- _PASSAGE TO READ_
▬▬▬

Myanmar military torturing detainees to know whereabouts of opponents, says released US journalist
Myanmar's military is using torture to extract information from detainees on the whereabouts of senior opposition members and activist leaders, an American journalist recently released from a Yangon prison told CNN.
Washington: Myanmar's military is using torture to extract information from detainees on the whereabouts of senior opposition members and activist leaders, an American journalist recently released from a Yangon prison told CNN.
The 44-year-old Nathan Maung was detained for over three months in Myanmar before being deported to the United States on June 15. He said that he had endured two weeks in a secretive military-run interrogation center in the country's biggest city Yangon.
Speaking to CNN on Wednesday, Maung described his time in the facility as "hell" and said he prepared himself to die there, believing the soldiers would kill him.
He is one of more than 6,200 people arrested since Myanmar's military, led by General Min Aung Hlaing, seized power in a coup on February 1, according to advocacy group Assistance Association for Political Prisoners (AAPP), a rights group that keeps track of political prisoners in Myanmar.
Maung, the co-founder and editor in chief of the Myanmar online news site Kamayut Media, was arrested on March 9 alongside co-founder and news producer Hanthar Nyein, 39, as security forces raided their office.

▬▬▬

- _ASSIGNED TASK 1_
In the article about the released US journalist, rewrite the paragraph beginning "The 44-year-old Nathan Maung" more briefly while keeping its main facts.
- _ASSIGNED TASK 2_
List every person named in the article about the released US journalist.
- _ASSIGNED TASK 3_
Continue the article about the released US journalist from the point where it stops.

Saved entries
▬▬▬

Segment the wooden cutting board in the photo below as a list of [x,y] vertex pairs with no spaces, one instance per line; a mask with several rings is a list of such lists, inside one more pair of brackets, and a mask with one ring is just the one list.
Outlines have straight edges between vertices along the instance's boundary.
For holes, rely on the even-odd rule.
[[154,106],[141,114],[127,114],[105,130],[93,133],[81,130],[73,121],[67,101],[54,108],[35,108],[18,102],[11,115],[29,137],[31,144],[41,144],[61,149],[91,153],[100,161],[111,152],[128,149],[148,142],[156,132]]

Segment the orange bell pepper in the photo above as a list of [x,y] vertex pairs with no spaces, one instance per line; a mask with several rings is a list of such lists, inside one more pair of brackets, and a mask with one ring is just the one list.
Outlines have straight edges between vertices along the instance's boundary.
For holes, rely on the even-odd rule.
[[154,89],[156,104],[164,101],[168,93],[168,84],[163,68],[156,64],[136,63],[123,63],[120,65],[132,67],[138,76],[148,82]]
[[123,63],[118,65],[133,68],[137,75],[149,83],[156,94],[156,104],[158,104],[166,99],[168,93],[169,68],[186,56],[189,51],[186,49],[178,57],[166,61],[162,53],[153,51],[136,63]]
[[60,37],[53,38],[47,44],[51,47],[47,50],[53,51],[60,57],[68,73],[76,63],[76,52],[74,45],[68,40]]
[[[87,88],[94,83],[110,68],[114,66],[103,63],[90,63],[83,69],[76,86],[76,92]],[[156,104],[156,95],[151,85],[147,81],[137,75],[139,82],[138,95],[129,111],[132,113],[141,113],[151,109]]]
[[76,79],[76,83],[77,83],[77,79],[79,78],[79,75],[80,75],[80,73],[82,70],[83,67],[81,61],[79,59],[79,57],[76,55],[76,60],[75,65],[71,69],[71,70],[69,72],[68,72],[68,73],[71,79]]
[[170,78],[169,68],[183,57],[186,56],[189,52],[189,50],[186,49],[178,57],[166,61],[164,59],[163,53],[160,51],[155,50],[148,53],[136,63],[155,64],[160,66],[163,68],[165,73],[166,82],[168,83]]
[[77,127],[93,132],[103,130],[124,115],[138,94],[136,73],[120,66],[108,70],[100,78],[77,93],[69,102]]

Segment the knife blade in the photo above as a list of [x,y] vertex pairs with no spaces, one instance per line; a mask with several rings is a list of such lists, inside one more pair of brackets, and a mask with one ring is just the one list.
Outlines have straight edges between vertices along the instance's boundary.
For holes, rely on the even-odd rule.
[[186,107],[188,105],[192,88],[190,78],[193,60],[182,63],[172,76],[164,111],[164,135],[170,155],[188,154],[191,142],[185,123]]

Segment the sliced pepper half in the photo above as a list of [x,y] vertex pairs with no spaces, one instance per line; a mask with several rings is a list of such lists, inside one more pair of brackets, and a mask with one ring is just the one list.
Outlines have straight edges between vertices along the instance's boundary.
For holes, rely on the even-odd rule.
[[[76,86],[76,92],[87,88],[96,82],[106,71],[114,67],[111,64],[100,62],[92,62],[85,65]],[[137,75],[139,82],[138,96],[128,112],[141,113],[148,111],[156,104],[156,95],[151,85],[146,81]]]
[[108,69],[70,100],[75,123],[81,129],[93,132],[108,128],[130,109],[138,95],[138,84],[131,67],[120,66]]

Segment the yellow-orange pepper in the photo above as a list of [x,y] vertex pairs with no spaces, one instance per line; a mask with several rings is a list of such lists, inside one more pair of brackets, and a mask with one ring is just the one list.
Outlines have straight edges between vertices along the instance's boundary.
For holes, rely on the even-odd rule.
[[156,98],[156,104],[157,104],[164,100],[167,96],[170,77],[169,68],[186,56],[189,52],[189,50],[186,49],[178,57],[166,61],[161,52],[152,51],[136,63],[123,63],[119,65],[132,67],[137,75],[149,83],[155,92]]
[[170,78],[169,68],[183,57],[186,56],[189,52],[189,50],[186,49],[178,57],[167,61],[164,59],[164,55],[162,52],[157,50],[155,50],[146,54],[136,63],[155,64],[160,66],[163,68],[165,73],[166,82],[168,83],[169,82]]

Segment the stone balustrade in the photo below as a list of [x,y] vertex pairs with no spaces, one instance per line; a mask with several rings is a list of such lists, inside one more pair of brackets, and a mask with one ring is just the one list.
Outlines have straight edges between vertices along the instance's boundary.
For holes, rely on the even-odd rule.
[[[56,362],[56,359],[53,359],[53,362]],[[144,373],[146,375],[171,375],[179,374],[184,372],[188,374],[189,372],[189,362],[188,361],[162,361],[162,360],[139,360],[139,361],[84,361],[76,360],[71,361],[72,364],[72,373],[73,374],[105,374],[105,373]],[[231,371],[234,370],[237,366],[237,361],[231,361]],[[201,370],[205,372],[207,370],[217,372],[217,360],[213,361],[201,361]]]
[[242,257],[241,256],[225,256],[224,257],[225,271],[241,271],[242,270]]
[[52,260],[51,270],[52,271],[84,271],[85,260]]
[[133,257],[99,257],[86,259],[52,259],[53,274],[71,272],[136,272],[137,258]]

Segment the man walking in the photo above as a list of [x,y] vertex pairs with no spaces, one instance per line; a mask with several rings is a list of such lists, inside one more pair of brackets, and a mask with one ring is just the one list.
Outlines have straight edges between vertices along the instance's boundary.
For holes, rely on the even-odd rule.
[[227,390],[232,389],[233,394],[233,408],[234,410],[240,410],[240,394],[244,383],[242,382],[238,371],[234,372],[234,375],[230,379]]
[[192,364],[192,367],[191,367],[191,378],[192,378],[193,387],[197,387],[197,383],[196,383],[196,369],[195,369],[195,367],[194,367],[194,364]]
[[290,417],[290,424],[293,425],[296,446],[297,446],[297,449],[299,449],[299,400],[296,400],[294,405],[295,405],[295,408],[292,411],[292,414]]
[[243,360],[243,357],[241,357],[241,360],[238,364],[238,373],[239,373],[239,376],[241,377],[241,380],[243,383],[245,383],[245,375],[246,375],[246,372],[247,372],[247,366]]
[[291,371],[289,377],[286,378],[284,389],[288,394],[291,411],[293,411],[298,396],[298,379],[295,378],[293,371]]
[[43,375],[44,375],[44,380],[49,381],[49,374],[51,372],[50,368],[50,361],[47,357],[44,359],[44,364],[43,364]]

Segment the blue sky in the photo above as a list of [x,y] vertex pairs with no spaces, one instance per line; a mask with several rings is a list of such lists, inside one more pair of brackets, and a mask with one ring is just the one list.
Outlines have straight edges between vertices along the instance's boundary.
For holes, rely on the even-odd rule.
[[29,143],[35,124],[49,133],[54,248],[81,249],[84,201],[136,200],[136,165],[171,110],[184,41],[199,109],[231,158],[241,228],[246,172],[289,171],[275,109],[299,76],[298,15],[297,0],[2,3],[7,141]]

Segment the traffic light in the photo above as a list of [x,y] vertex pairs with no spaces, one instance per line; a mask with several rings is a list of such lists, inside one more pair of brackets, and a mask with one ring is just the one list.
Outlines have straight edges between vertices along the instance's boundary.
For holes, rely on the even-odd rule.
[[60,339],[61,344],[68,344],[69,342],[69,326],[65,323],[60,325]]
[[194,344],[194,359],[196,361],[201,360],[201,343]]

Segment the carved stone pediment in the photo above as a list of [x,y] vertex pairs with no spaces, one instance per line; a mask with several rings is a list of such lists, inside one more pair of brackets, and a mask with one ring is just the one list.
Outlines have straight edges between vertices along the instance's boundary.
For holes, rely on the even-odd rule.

▬▬▬

- _FINAL ANSWER 1_
Nathan Maung, 44, was held in Myanmar for over three months before being deported to the United States on June 15. This included two weeks in a secretive military-run interrogation center in Yangon, the country's biggest city.

- _FINAL ANSWER 2_
- Nathan Maung
- Min Aung Hlaing
- Hanthar Nyein

- _FINAL ANSWER 3_
He said that after he was taken to an interrogation centre, he and Nyein were beaten, denied water for two days and food for three days. They were also handcuffed and blindfolded for nearly the entire two weeks they were there.
"They started with a blindfold and handcuffs and then started questioning. They kicked our face, hands and shoulder, all the time. For every answer, they beat us. Whatever we answered -- whether correctly or incorrectly -- they beat us. For three days, non-stop," he told CNN.
This torture carried on for eight days, during which the detainees would be moved between the houses and cells, said the American journalist. Maung believes the soldiers were pressuring Hanthar Nyein to hand over his phone password, which would give them access to his encrypted communications and phone records with high profile opposition and activist leaders.
However, when the soldiers discovered he was a US citizen, the beatings stopped. "They stopped beating me and started asking questions about why the US government sent me and were giving me US funding, if I was working for the CIA -- those kind of stupid questions. I said no, I'm a journalist, no one gave me money," said Maung.(ANI)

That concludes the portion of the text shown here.